## Task details:
The entries below should be transcribed in their entirety, exactly as written.

-- START OF Material provided --

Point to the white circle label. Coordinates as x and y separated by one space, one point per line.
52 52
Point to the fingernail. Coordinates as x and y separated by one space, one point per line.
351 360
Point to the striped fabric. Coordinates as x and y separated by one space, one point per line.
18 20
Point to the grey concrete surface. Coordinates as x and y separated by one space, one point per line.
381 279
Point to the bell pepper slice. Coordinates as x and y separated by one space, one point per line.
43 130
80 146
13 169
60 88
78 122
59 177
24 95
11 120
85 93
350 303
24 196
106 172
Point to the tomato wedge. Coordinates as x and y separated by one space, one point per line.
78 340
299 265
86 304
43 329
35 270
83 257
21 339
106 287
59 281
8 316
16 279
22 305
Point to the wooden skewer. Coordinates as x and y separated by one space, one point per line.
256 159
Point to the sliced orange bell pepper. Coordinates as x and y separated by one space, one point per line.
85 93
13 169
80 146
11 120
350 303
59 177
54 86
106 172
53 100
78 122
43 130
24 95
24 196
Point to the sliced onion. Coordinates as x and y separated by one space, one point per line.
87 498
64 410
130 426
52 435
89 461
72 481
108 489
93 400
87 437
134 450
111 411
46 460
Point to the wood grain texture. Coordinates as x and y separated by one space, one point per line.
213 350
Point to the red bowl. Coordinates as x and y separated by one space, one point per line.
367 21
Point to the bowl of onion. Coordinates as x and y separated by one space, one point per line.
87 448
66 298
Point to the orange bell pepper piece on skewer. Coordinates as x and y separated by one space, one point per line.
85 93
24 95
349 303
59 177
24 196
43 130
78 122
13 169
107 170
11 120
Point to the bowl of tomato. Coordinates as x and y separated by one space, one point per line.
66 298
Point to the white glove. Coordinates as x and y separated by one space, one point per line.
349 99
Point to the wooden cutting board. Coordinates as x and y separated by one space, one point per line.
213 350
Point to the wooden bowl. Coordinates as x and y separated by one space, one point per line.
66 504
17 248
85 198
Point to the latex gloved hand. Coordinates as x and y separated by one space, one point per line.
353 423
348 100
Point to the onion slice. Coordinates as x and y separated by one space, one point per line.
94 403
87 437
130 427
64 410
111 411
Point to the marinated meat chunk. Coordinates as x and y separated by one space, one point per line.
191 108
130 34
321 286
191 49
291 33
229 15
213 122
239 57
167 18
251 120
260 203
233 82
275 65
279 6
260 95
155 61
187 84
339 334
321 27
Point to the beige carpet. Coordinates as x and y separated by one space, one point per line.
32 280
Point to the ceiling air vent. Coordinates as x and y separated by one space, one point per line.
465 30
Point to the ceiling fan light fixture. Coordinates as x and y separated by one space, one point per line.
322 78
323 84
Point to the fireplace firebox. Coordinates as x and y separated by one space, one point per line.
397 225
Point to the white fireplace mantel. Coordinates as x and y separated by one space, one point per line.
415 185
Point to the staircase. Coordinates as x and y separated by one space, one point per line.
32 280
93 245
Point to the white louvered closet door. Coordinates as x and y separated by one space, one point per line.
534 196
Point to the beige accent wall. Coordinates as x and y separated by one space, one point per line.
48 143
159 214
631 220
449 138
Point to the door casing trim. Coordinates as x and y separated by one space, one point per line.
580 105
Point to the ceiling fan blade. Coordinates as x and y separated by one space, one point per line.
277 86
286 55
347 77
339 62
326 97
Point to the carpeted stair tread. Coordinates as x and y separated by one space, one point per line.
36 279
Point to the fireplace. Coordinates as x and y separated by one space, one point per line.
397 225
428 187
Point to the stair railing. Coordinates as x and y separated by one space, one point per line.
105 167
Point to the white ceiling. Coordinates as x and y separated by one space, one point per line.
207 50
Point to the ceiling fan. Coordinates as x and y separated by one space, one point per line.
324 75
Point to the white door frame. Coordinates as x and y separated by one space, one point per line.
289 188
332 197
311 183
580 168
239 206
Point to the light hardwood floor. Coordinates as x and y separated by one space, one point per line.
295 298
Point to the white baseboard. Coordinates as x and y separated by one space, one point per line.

-- END OF Material provided --

## Expected answer:
Point to the white circle label. Coordinates as x and y separated by one space, one point per line.
52 52
Point to the fingernail. Coordinates as x and y separated by one space, one point per line.
351 360
Point to the striped fabric. Coordinates as x and y separated by one space, one point per line.
18 20
Point to the grey concrete surface. Coordinates as x and y separated by one space, one point per line.
381 279
Point to the bell pepper slice. Coordinates as x and y separated by one space, one point per line.
43 130
80 146
13 169
60 88
78 122
59 177
24 95
11 120
85 93
350 303
24 196
106 172
Point to the tomato wedge. Coordinates as x and y separated by one space, one point per line.
78 340
299 265
86 304
43 329
35 270
83 257
21 339
106 287
59 281
8 316
16 279
22 305
Point to the wooden skewer. Coordinates as x and y separated by one space, one point per line.
256 159
Point to the sliced orange bell pepper. Coordinates as x and y separated by one space, one point per line.
85 93
13 169
80 146
11 120
350 303
59 177
54 86
106 172
53 100
78 122
43 130
24 95
24 196
Point to the sliced onion. Coordinates as x and y separated by one space, one point per line.
87 498
64 410
130 426
52 435
89 461
72 481
108 489
93 400
87 437
134 450
111 411
46 460
Point to the wood grain texture. Coordinates as x and y separated by one space, one point per line.
213 350
Point to the red bowl. Coordinates as x and y separated by one space, one point per line.
367 21
Point to the bowl of onion. Coordinates as x and y separated by one space, one point per line.
87 448
66 298
Point to the orange bell pepper piece on skewer. Coordinates as x and y separated by one space, one point per line.
85 93
24 95
349 303
59 177
24 196
43 130
78 122
13 169
107 170
11 120
Point to the bowl of tomato. Coordinates as x and y separated by one space, one point per line.
66 298
Point to the white glove. Coordinates as x and y separated by one space, one point per line.
349 99
Point to the wooden cutting board. Coordinates as x and y separated by one space, one point per line.
213 350
Point to the wooden bowl. Coordinates as x and y separated by one space, one point per line.
66 504
17 248
85 198
Point to the latex gloved hand. Coordinates as x and y separated by one space, one point per line.
353 423
348 100
Point to the onion slice. Coordinates as x and y separated by one space, one point per line.
94 403
87 437
130 427
64 410
111 411
Point to the marinated meat chunk. Coordinates as x and y separated by one space, one point per line.
191 108
130 34
321 286
191 49
291 33
229 15
213 122
239 57
167 18
251 120
260 203
233 82
275 65
279 6
260 95
155 61
187 84
339 334
321 27
Point to the beige carpet. Coordinates as x and y separated by one space, one point per line.
32 280
Point to the ceiling air vent. Coordinates as x and y separated by one space, one point per line.
465 30
Point to the ceiling fan light fixture. Coordinates as x and y separated by one space, one point per line.
322 78
323 84
Point to the fireplace firebox. Coordinates as x and y separated by one space, one point per line.
397 225
Point to the white fireplace mantel. Coordinates as x and y separated by one space, one point per line.
415 185
Point to the staircase. Coordinates as x and y separated by one space, one point per line.
32 280
93 245
Point to the white louvered closet door. Coordinates as x and y separated by one space, one point per line.
534 196
Point to the beige accent wall. Coordinates as x and y separated by one space, one point per line.
48 143
159 214
631 220
449 138
Point to the door casing trim. Coordinates as x and y separated by one space, one point per line.
580 105
Point to the ceiling fan blade. Coordinates as x and y separated by one space, one point per line.
277 86
286 55
347 77
339 62
326 97
Point to the carpeted stair tread. Coordinates as x and y separated by one space, one point per line.
36 279
Point to the fireplace. Coordinates as x and y separated by one space, one point per line.
397 225
428 187
Point to the stair railing. Coordinates as x and y separated by one space, one point per line.
105 167
Point to the white ceiling. Coordinates as x and y separated by one space, one point per line.
207 50
Point to the ceiling fan. Coordinates as x and y separated by one space, one point per line.
324 75
Point to the white door frame. Coordinates as x and y separated by one space, one point per line.
289 188
332 197
311 183
580 168
239 206
Point to the light hardwood floor. Coordinates as x and y separated by one space, one point per line.
295 298
Point to the white baseboard. Coordinates as x and y separated by one space, one point per line.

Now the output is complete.